Language matters. It frames our challenges and guides our thinking. It can limit or expand our viewpoints, act as either an invitation or a barrier for others to get involved, focus our attention or distract us from the real issues.

There can be a tendency in the non-profit and social change sector to be very problems-focused. Our passion and inspiration for change often comes from seeing something deficient and wanting to improve it. However in focusing exclusively on the problem we risk losing sight of our higher goals, which is the creation of a better world on the other side of that problem. Success comes from focusing on solutions, not problems, creating a world that supersedes those problems, rather than simply reduces their impact, scope or effect. As my old cricket coach always used to say: “focus on the gaps, not the fielders”. (Mental note: cricket analogies don’t generally work with Americans). Or as Hildy Gottlieb, thinker, author and social entrepreneur says, “problem solving doesn’t solve problems.”

Reflecting on this recently we came to the conclusion that we had got this wrong. Somehow as we were creating StartSomeGood we ended up using language that was very problems-oriented and somewhat negative in tone. The key example of this was the two main subheadings on our Venture pages, which read 

The Problem. 

Our Solution.

Problem then solution. We realized we were forcing emerging changemakers to frame their initiatives around the problems (the fielders), rather than solutions (the gaps). We believe that this type of framing is less inspiring for potential partners and supporters but is also a less empowered, less transformational way for changemakers to think. We believe we can encourage our community to express their ventures in a different, more inspirational, more inviting way. Starting first with describing the better world they are creating, then describing their actions in the pursuit of that world.

Starting today, here’s what the sub-headings on new Venture Pages are 

What Is The Future You Are Creating? 

How Are You Creating It?

We hope this speaks better to the future being created every day by changemakers on our platform and allows a fuller expression of each of their vision and intentions. Much of the work of social change is describing a better world, changed in some important way, better serving the needs and aspirations of citizens, communities, countries and regions, and painting a picture so evocative that people want to be part of making it happen.

And it begins with our choice of language.

(Source data)
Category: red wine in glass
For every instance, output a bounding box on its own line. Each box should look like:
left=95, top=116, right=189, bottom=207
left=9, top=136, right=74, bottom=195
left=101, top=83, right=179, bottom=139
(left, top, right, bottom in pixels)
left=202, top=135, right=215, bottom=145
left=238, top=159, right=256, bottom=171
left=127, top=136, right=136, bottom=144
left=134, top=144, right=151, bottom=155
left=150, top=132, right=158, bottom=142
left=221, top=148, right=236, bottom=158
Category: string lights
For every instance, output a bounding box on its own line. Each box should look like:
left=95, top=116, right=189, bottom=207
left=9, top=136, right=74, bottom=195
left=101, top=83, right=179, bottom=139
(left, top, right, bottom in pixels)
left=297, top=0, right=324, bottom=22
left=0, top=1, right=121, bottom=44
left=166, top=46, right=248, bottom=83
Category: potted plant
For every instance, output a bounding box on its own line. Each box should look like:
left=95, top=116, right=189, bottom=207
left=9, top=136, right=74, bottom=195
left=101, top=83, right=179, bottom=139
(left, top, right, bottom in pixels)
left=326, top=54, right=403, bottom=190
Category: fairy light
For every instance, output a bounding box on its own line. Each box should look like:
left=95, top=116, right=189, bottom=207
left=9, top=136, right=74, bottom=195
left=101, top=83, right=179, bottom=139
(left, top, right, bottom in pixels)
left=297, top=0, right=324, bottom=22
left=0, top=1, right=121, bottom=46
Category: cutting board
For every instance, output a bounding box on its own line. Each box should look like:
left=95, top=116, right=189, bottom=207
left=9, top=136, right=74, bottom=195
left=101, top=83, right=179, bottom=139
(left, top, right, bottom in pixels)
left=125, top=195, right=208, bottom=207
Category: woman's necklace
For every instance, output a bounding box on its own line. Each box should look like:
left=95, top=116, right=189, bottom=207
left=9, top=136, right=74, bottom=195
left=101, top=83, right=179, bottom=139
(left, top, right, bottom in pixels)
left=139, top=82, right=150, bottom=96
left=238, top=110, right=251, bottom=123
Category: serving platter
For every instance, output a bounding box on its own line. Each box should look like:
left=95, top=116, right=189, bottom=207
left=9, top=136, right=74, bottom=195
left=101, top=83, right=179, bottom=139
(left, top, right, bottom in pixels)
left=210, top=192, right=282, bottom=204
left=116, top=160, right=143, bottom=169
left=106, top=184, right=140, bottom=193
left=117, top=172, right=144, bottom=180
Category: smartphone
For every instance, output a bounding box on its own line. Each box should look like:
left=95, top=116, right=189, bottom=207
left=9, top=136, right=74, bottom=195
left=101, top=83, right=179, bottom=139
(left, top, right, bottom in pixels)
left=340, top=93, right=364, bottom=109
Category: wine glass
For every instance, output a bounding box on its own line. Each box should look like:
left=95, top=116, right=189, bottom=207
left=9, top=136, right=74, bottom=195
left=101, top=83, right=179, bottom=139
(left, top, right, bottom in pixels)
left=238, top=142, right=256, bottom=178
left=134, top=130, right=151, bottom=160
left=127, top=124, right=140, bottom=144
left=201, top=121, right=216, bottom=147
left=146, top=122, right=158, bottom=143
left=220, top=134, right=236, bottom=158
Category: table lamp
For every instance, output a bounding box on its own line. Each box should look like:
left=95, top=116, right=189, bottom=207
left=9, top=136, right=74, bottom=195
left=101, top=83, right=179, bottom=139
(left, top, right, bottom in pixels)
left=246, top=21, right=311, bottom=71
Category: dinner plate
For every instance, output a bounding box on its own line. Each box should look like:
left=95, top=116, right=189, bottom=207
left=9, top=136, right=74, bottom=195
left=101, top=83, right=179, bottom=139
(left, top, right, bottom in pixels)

**Exercises:**
**a.** From the piece on language in social change, list every Venture page subheading it quotes, both the old ones and the new ones.
**b.** Return the part of the piece on language in social change that begins at "How Are You" and ends after "choice of language.".

**Solved problems:**
**a.**
The Problem.
Our Solution.
What Is The Future You Are Creating?
How Are You Creating It?

**b.**
How Are You Creating It?

We hope this speaks better to the future being created every day by changemakers on our platform and allows a fuller expression of each of their vision and intentions. Much of the work of social change is describing a better world, changed in some important way, better serving the needs and aspirations of citizens, communities, countries and regions, and painting a picture so evocative that people want to be part of making it happen.

And it begins with our choice of language.